**Text passage**:
* START *

From b27167b811badaae6436b9eb5fc3bc5a64882d05 Mon Sep 17 00:00:00 2001
From: William Candillon <wcandillon@gmail.com>
Date: Sun, 7 Jun 2026 16:32:48 +0200
Subject: [PATCH 24/25] :wrench:

---
 README.md                        |  2 +-
 packages/webgpu/README.md        |  2 +-
 packages/webgpu/src/constants.ts | 58 ++++++++++----------------------
 packages/webgpu/src/install.ts   |  7 ++--
 4 files changed, 24 insertions(+), 45 deletions(-)

diff --git a/README.md b/README.md
index 3c37bdd33..323865194 100644
--- a/README.md
+++ b/README.md
@@ -332,7 +332,7 @@ import { runOnUI } from "react-native-reanimated";
 const renderFrame = (device: GPUDevice, context: GPUCanvasContext) => {
   "worklet";
   installWebGPU();
-  // WebGPU constants are no available on this worklet thread
+  // WebGPU constants are now available on this worklet thread
   const buffer = device.createBuffer({
     size,
     usage: GPUBufferUsage.COPY_DST | GPUBufferUsage.MAP_READ,
diff --git a/packages/webgpu/README.md b/packages/webgpu/README.md
index 3c37bdd33..323865194 100644
--- a/packages/webgpu/README.md
+++ b/packages/webgpu/README.md
@@ -332,7 +332,7 @@ import { runOnUI } from "react-native-reanimated";
 const renderFrame = (device: GPUDevice, context: GPUCanvasContext) => {
   "worklet";
   installWebGPU();
-  // WebGPU constants are no available on this worklet thread
+  // WebGPU constants are now available on this worklet thread
   const buffer = device.createBuffer({
     size,
     usage: GPUBufferUsage.COPY_DST | GPUBufferUsage.MAP_READ,
diff --git a/packages/webgpu/src/constants.ts b/packages/webgpu/src/constants.ts
index c823ae705..c96970f46 100644
--- a/packages/webgpu/src/constants.ts
+++ b/packages/webgpu/src/constants.ts
@@ -1,3 +1,5 @@
+/// <reference types="@webgpu/types" />
+
 // WebGPU flag constants as importable JS values.

* END *

**Instruction 1**: Name every file that the patch's summary lists as changed.

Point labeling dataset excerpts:
* START *

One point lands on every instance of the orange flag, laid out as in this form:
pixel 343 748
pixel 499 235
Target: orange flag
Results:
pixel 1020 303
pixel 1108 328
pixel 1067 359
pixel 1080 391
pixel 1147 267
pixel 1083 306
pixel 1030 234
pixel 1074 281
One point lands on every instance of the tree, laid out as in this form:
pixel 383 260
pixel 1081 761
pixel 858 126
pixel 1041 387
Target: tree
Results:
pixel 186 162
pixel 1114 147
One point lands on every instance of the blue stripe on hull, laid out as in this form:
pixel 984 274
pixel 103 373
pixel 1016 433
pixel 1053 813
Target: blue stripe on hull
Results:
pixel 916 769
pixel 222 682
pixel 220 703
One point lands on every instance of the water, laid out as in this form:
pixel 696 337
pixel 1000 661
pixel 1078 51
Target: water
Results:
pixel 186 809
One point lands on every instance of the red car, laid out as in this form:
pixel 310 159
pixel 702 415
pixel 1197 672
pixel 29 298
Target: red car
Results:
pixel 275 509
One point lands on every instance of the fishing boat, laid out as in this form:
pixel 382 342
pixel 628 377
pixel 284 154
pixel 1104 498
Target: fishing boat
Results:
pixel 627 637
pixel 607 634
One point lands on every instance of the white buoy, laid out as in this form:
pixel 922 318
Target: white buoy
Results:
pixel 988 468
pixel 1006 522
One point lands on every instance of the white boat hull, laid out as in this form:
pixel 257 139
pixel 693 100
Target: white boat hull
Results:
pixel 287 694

* END *

**Instruction 2**: In the listing, swap "fishing boat" for "rowboat" in the lines between the one holding "One point lands on every instance of the red" and the one holding "pixel 607 634", inclusive. Give back only those lines, with nothing else changed.

**Correct response 1**:
README.md
packages/webgpu/README.md
packages/webgpu/src/constants.ts
packages/webgpu/src/install.ts

**Correct response 2**:
One point lands on every instance of the red car, laid out as in this form:
pixel 310 159
pixel 702 415
pixel 1197 672
pixel 29 298
Target: red car
Results:
pixel 275 509
One point lands on every instance of the rowboat, laid out as in this form:
pixel 382 342
pixel 628 377
pixel 284 154
pixel 1104 498
Target: rowboat
Results:
pixel 627 637
pixel 607 634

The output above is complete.